### Task description
Reproduce verbatim the stretch of the records running from the line that contains "of the cascading" through the end of the records, omitting the pictures.

= = = = =

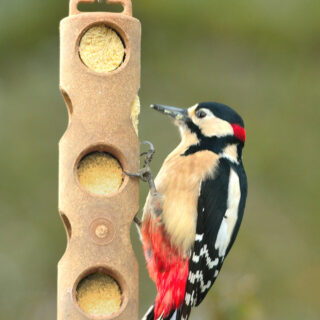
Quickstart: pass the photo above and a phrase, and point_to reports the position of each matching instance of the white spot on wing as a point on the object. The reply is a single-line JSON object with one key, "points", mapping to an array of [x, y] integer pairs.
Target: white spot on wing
{"points": [[231, 215]]}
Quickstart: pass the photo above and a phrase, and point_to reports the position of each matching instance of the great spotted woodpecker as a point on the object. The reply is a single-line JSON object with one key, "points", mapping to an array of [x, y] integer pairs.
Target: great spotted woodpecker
{"points": [[194, 208]]}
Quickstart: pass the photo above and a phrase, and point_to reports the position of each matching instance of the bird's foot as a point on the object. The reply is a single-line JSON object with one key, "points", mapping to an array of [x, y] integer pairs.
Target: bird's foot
{"points": [[145, 173]]}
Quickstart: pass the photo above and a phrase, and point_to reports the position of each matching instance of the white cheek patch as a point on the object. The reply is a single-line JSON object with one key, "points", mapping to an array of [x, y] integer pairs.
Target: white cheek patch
{"points": [[215, 127]]}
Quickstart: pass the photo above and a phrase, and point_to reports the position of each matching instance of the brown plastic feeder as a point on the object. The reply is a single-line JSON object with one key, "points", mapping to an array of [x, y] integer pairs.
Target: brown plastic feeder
{"points": [[99, 80]]}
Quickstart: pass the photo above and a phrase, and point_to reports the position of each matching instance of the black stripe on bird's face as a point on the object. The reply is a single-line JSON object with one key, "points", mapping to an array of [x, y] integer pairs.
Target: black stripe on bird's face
{"points": [[212, 123]]}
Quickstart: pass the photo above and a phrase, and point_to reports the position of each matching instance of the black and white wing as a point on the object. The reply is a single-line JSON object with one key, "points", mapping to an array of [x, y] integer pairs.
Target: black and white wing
{"points": [[220, 210]]}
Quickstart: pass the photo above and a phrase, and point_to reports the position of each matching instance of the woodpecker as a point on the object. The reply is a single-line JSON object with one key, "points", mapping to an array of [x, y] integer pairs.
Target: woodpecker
{"points": [[194, 208]]}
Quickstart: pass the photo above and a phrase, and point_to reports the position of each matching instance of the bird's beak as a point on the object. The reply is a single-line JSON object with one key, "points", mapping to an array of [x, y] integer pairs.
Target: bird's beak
{"points": [[176, 113]]}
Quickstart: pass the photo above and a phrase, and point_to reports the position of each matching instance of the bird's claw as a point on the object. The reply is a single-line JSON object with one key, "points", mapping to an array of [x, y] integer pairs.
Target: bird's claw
{"points": [[145, 173]]}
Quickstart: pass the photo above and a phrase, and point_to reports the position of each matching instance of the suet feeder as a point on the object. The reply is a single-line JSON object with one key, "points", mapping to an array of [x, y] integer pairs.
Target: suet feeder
{"points": [[99, 80]]}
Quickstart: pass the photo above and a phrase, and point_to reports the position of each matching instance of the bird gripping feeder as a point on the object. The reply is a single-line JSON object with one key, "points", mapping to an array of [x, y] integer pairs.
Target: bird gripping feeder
{"points": [[99, 80]]}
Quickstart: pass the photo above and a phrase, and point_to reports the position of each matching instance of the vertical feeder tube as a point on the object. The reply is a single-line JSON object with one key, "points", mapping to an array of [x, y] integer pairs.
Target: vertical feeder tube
{"points": [[99, 80]]}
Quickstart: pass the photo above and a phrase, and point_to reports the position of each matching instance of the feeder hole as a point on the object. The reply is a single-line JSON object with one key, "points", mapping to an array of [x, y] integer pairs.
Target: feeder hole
{"points": [[100, 173], [101, 49], [99, 6], [99, 294]]}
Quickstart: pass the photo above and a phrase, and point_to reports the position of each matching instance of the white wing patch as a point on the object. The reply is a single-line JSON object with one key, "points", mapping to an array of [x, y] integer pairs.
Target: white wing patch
{"points": [[231, 215]]}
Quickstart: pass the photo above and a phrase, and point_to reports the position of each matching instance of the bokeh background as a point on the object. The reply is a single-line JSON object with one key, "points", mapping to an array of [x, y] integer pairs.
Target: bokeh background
{"points": [[260, 57]]}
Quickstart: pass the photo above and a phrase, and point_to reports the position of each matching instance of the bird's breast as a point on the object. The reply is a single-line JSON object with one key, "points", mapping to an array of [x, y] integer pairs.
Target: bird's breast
{"points": [[179, 182]]}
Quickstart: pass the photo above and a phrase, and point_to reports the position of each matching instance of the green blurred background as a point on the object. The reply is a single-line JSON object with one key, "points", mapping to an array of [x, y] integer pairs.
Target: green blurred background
{"points": [[260, 57]]}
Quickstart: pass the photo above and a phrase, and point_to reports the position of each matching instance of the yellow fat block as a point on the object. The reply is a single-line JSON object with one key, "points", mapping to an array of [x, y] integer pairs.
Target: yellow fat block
{"points": [[101, 49], [99, 294], [100, 173]]}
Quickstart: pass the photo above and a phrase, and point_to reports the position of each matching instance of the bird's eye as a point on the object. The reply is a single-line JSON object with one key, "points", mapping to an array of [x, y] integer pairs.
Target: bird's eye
{"points": [[201, 114]]}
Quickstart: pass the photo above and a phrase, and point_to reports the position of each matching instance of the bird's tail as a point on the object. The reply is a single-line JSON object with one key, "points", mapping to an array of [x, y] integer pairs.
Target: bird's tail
{"points": [[175, 315]]}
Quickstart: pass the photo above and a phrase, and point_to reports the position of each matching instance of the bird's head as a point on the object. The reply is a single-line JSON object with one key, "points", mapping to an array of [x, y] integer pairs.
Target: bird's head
{"points": [[209, 125]]}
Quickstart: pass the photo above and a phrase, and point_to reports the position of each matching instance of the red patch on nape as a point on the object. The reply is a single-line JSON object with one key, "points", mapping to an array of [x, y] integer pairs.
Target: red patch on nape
{"points": [[239, 132], [167, 268]]}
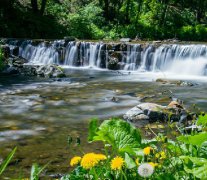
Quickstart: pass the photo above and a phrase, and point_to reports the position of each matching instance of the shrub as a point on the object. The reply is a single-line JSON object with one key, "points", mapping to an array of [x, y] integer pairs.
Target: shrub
{"points": [[127, 155], [1, 60]]}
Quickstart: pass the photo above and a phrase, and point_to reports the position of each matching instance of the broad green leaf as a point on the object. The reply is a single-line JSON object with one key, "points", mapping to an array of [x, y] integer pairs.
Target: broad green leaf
{"points": [[7, 160], [195, 166], [197, 139], [194, 161], [93, 126], [36, 171], [202, 120], [129, 162], [121, 135], [203, 150]]}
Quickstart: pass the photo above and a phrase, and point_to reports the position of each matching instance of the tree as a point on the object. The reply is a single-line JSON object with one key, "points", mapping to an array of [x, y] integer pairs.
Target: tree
{"points": [[36, 10]]}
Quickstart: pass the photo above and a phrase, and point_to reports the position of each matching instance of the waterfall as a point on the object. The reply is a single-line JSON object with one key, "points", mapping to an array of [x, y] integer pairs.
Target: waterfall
{"points": [[171, 58]]}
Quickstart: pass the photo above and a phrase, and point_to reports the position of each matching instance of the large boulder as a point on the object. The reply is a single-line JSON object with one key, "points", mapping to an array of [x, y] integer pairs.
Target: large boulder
{"points": [[113, 63], [5, 50], [50, 71], [18, 62]]}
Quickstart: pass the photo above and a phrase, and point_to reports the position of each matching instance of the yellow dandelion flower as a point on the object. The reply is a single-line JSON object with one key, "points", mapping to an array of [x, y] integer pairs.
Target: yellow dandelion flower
{"points": [[163, 155], [75, 160], [91, 159], [153, 164], [117, 163], [100, 157], [157, 155], [147, 150]]}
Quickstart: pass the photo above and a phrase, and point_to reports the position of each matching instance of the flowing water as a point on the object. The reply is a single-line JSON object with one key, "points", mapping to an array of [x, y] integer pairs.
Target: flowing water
{"points": [[37, 115]]}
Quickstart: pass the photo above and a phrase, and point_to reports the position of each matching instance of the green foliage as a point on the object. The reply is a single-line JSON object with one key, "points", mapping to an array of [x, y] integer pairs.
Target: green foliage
{"points": [[196, 140], [202, 120], [184, 158], [1, 60], [119, 134], [97, 19], [4, 164], [36, 171], [195, 166]]}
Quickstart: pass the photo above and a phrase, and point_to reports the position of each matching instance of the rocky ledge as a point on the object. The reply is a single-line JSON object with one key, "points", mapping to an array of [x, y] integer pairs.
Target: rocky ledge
{"points": [[15, 65]]}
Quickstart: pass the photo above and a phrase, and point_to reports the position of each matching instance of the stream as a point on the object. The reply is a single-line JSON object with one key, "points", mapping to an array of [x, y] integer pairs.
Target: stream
{"points": [[37, 114]]}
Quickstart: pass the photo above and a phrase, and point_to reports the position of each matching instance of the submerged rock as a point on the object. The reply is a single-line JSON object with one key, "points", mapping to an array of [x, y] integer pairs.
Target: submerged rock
{"points": [[125, 40], [151, 112], [50, 71], [175, 82]]}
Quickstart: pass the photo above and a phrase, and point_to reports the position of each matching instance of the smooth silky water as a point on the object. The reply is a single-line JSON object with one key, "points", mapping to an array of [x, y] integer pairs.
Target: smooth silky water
{"points": [[37, 115]]}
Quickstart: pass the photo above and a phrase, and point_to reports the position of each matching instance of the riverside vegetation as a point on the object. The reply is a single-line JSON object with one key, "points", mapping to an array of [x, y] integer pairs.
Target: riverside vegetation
{"points": [[128, 155], [104, 19]]}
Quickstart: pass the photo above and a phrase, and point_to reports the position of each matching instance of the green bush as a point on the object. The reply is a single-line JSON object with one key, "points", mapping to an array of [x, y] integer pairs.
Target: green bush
{"points": [[1, 60], [201, 33], [127, 155]]}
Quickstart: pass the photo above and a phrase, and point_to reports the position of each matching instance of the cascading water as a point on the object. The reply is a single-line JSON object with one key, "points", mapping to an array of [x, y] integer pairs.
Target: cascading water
{"points": [[171, 58]]}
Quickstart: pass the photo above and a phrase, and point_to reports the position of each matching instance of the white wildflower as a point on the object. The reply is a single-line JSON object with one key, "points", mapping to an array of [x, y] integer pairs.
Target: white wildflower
{"points": [[145, 170]]}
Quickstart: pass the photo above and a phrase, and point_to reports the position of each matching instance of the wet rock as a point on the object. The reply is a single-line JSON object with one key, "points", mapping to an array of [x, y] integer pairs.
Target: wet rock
{"points": [[115, 99], [185, 83], [15, 51], [175, 82], [113, 63], [10, 70], [50, 71], [125, 40], [5, 50], [175, 104], [151, 112], [68, 39], [28, 70], [18, 62]]}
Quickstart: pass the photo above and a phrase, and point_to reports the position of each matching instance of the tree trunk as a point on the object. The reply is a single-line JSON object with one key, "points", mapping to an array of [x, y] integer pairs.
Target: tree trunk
{"points": [[43, 5], [34, 6]]}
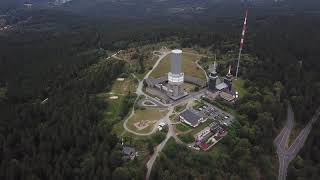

= = = = =

### Exercise answer
Quickstart: pass the photo above and a phrase, and point_to reports the position of each matching instance of the cascading water as a point on the object. The reply is a single-line JSON object with one key, "points", mapping to an array of [x, y] integer pairs.
Target: cascading water
{"points": [[171, 58]]}
Quickstart: pass the photo above and a phrase, and point_to reports the position of each matching instance of the white wildflower as a point on the object. The reply is a single-line JSON object with one key, "points", mapping to an array of [x, y] integer pairs.
Target: white wildflower
{"points": [[145, 170]]}
Quickstart: pass the photo above and a phrase, and point_to reports the position of each matching instance of the wet rock as a point on the object. The reply is a single-line JSON object with one key, "points", mapping to an array of [x, y] integer pairs.
Target: wet rock
{"points": [[115, 99], [185, 83], [15, 51], [175, 82], [113, 63], [10, 70], [50, 71], [125, 40], [5, 50], [175, 104], [151, 112], [68, 39], [28, 70], [18, 62]]}
Quickstart: pass the photo above and a phrase, and point_to reports the position of each matching instance of the tree trunk as a point on the object. The reply is a single-line JSON object with one key, "points", mapping to an array of [x, y] integer pairs.
Target: tree trunk
{"points": [[43, 5], [34, 6]]}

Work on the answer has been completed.